>> start

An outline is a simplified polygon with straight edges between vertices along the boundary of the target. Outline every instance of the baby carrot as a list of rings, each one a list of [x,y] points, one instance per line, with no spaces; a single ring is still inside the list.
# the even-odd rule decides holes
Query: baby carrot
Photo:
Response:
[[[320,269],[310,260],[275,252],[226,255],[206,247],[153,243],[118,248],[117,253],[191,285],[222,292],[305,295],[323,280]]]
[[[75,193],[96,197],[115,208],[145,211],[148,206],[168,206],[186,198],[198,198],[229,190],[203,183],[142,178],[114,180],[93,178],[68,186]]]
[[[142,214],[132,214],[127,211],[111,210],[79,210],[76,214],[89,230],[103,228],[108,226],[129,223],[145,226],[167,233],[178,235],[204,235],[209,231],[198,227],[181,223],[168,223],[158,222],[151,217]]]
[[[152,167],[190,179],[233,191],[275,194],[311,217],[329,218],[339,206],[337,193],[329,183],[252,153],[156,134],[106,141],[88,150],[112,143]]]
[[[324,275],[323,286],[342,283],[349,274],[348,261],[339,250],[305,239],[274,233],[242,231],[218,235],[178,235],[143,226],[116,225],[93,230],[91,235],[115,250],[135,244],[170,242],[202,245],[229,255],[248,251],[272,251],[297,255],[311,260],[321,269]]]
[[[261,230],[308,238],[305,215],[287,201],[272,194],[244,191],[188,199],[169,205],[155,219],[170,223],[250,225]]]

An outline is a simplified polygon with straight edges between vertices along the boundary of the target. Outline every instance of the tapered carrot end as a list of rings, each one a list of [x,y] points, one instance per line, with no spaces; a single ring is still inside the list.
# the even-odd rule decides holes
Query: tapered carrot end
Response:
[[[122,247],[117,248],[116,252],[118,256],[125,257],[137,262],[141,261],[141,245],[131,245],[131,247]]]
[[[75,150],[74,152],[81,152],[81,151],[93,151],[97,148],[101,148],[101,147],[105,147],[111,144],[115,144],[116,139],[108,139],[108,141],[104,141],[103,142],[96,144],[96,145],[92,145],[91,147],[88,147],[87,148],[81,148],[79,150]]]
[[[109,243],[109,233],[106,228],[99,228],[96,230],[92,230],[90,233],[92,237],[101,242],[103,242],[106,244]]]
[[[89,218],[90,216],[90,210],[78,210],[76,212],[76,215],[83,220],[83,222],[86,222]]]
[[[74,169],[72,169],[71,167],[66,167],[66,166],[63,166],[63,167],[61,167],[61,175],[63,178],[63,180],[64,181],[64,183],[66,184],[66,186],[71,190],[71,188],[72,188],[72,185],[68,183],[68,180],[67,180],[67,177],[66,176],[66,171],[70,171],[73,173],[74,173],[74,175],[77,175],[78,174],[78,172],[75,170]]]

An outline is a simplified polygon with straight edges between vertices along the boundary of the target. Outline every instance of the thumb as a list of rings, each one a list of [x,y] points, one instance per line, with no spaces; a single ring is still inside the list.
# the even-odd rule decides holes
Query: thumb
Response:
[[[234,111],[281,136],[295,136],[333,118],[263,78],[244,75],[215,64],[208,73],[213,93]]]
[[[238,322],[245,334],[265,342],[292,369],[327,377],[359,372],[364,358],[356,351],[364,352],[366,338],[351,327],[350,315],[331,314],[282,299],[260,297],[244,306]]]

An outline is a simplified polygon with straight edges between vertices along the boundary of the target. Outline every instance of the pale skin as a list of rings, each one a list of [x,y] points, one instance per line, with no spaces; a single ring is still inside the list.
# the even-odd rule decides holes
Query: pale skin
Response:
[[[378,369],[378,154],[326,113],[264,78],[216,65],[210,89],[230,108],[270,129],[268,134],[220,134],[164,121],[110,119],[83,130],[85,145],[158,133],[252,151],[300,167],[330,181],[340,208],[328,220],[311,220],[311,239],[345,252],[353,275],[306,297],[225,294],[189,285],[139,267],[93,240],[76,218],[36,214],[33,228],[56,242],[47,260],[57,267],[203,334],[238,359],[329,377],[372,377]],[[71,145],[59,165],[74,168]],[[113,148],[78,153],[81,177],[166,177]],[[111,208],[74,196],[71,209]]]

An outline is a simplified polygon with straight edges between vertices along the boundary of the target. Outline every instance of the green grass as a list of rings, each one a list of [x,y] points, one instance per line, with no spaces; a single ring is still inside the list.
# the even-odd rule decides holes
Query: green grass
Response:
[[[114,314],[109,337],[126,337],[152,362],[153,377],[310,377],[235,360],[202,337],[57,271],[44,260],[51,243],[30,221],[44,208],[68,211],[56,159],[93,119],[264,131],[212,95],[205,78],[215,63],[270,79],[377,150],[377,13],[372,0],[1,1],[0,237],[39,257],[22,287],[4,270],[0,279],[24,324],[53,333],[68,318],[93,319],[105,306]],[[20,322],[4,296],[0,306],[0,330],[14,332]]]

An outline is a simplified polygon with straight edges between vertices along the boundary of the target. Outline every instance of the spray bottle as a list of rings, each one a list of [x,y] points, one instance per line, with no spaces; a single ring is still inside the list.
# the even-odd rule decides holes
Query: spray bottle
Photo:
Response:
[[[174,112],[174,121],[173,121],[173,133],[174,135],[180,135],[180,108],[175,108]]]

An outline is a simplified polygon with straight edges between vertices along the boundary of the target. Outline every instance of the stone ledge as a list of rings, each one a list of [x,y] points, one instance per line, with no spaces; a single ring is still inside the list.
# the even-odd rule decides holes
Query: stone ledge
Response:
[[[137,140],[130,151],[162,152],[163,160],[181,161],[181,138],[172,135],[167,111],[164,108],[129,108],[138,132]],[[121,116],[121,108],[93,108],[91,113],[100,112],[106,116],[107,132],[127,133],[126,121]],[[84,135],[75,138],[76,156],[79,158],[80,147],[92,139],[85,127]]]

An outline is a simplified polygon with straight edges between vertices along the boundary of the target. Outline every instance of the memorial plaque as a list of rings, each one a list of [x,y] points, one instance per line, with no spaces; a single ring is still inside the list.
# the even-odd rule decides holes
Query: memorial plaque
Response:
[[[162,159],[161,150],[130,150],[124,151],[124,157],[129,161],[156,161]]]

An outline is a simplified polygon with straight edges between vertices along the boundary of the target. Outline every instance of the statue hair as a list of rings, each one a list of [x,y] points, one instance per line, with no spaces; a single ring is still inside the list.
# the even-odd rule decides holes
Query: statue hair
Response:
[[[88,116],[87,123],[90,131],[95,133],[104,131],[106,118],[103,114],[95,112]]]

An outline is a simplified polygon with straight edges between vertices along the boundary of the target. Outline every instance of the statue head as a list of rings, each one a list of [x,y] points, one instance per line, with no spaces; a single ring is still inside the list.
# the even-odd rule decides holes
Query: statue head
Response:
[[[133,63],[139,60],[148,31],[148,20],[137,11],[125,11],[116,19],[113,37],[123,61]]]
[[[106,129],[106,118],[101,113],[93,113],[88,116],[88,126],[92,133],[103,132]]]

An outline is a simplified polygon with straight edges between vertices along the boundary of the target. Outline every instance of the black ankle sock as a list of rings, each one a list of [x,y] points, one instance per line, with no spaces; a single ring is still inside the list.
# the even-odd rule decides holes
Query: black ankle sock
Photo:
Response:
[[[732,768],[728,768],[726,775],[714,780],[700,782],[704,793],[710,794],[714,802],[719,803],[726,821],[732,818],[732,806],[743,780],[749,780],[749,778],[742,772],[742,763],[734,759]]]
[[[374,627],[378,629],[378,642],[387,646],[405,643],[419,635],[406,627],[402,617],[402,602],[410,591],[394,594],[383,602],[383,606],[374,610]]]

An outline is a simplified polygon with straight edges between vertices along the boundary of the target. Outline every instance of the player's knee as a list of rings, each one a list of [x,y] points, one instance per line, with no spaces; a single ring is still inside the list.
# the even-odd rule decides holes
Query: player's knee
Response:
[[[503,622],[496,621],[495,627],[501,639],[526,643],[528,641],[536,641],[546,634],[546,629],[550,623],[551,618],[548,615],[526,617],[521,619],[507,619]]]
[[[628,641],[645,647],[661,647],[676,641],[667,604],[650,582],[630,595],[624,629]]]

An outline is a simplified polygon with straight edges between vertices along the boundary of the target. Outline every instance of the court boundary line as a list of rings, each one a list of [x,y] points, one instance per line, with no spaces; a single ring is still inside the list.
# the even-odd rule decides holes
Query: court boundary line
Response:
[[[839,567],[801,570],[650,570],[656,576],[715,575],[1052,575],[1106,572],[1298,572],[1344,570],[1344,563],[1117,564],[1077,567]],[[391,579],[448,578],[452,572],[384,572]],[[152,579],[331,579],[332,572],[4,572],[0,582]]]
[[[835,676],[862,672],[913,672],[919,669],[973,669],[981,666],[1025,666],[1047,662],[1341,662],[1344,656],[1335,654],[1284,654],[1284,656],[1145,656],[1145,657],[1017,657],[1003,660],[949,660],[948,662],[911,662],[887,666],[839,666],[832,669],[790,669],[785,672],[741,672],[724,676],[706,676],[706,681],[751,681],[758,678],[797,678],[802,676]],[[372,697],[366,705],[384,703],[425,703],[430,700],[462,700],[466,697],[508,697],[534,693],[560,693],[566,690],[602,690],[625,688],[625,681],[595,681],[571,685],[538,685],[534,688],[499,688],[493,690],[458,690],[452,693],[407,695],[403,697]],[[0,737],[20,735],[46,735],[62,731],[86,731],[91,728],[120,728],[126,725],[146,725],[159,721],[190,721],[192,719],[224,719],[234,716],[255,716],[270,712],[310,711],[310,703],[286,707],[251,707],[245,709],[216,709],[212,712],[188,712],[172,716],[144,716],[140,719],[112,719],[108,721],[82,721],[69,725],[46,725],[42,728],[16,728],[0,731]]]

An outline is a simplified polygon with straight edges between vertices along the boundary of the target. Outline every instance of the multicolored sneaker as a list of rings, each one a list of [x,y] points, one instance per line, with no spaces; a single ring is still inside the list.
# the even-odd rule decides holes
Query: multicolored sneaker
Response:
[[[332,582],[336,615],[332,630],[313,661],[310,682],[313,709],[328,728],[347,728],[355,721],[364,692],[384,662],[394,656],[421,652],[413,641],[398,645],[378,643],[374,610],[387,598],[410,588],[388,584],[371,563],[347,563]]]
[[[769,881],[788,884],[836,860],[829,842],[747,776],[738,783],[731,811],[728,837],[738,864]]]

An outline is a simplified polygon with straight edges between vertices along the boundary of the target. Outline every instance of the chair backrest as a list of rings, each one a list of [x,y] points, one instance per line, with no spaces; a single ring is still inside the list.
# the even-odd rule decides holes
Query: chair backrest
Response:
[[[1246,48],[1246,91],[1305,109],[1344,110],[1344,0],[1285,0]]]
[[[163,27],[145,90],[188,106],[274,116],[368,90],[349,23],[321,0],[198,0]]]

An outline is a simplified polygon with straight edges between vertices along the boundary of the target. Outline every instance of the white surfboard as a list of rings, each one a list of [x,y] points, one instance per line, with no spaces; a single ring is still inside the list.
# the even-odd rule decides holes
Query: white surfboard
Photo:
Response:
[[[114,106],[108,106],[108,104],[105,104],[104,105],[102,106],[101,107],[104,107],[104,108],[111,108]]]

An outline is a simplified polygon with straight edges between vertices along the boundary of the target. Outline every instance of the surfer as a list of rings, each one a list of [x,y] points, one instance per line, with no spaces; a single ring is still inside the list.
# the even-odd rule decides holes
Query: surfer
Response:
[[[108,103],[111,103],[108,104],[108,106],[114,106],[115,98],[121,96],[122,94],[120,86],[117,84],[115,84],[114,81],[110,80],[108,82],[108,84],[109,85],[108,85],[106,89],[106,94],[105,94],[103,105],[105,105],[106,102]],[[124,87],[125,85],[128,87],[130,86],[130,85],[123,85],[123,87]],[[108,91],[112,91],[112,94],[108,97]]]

>> end

## What is required
Look above for the line containing "of the multicolored", then transcribe it and all lines after it through the last, exactly and with nothing else.

## Full output
An outline is a simplified polygon with straight edges between vertices along the boundary of the target. Outline every instance of the multicolored sneaker as a list of rings, each one a list of [x,y] points, one instance per line, with no spaces; a single ring is still inside the list.
# the even-odd rule decides holes
Query: multicolored sneaker
Response:
[[[332,582],[336,615],[332,630],[313,661],[310,682],[313,709],[328,728],[347,728],[355,721],[364,692],[384,662],[394,656],[421,652],[413,641],[398,645],[378,643],[374,610],[387,598],[410,588],[388,584],[371,563],[347,563]]]
[[[769,881],[788,884],[836,860],[829,842],[747,776],[738,783],[731,811],[728,837],[738,864]]]

An outline is a simplified polygon with straight edges between vertices along the boundary of the target. Outline every instance of the chair backrest as a list of rings, each one a list of [x,y] points, one instance per line, with no spaces; a single ring is still inside the list.
# the even-odd rule decides holes
Query: chair backrest
Response:
[[[1246,48],[1246,91],[1305,109],[1344,110],[1344,0],[1285,0]]]
[[[163,27],[145,90],[188,106],[274,116],[368,90],[349,23],[321,0],[198,0]]]

An outline is a simplified polygon with straight edges between vertices along the boundary of the target. Outline every instance of the white surfboard as a list of rings, each one a list of [x,y] points, one instance per line, with no spaces; a single ring is still inside the list.
# the even-odd rule decides holes
Query: white surfboard
Photo:
Response:
[[[114,106],[108,106],[108,104],[105,104],[104,105],[102,106],[101,107],[104,107],[104,108],[111,108]]]

An outline is a simplified polygon with straight edges between vertices along the boundary of the target. Outline every instance of the surfer as a list of rings, each one a list of [x,y] points, one instance per line, with no spaces; a single ring is still inside the list.
# the even-odd rule decides holes
Query: surfer
Response:
[[[108,103],[111,103],[108,104],[108,106],[114,106],[115,98],[121,96],[122,94],[120,86],[117,84],[115,84],[114,81],[110,80],[108,82],[108,84],[109,85],[108,85],[106,89],[106,94],[105,94],[103,105],[105,105],[106,102]],[[124,87],[125,85],[128,87],[130,86],[130,85],[123,85],[123,87]],[[108,91],[112,91],[112,94],[108,97]]]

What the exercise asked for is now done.